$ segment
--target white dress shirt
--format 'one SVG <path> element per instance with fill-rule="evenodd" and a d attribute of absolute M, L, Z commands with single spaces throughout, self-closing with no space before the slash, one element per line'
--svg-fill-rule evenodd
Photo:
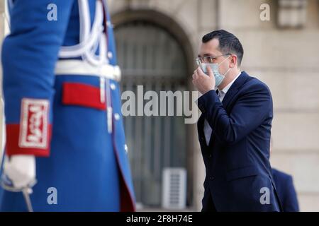
<path fill-rule="evenodd" d="M 236 76 L 236 78 L 235 78 L 230 83 L 229 83 L 229 84 L 227 85 L 222 90 L 218 90 L 218 97 L 219 98 L 219 100 L 220 100 L 220 102 L 223 102 L 223 100 L 224 100 L 224 97 L 226 95 L 227 92 L 229 90 L 233 83 L 235 83 L 236 79 L 238 78 L 238 77 L 240 76 L 241 73 L 242 73 L 240 72 Z M 206 119 L 205 119 L 203 131 L 205 138 L 206 140 L 206 144 L 207 145 L 208 145 L 213 130 L 211 129 L 211 126 L 209 125 Z"/>

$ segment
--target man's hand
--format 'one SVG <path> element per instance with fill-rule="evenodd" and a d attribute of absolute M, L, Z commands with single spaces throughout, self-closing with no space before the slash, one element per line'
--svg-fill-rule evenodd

----------

§ Requirements
Go through the material above and print all of it exactly, except the pictures.

§ Full solution
$ segment
--target white dress shirt
--format 'one SVG <path> element per instance with fill-rule="evenodd" and a d attribute of absolute M, L, Z commands with single spaces throughout, self-closing with no space before the slash, one element per line'
--svg-fill-rule evenodd
Photo:
<path fill-rule="evenodd" d="M 236 76 L 236 78 L 235 78 L 230 83 L 229 83 L 229 84 L 227 85 L 222 90 L 218 90 L 218 97 L 219 98 L 219 100 L 220 100 L 220 102 L 223 102 L 223 100 L 224 100 L 224 97 L 226 95 L 227 92 L 229 90 L 233 83 L 235 83 L 236 79 L 238 78 L 238 77 L 240 76 L 241 73 L 242 73 L 240 72 Z M 206 119 L 205 119 L 203 131 L 205 138 L 206 140 L 206 144 L 207 145 L 208 145 L 213 130 L 211 129 L 211 126 L 209 125 Z"/>

$ segment
--target man's hand
--format 'one SVG <path> element per instance with fill-rule="evenodd" and a d attribute of absolute M, L, Z commands with single spaces throughout, self-closing with no space before the slash, one element per line'
--svg-fill-rule evenodd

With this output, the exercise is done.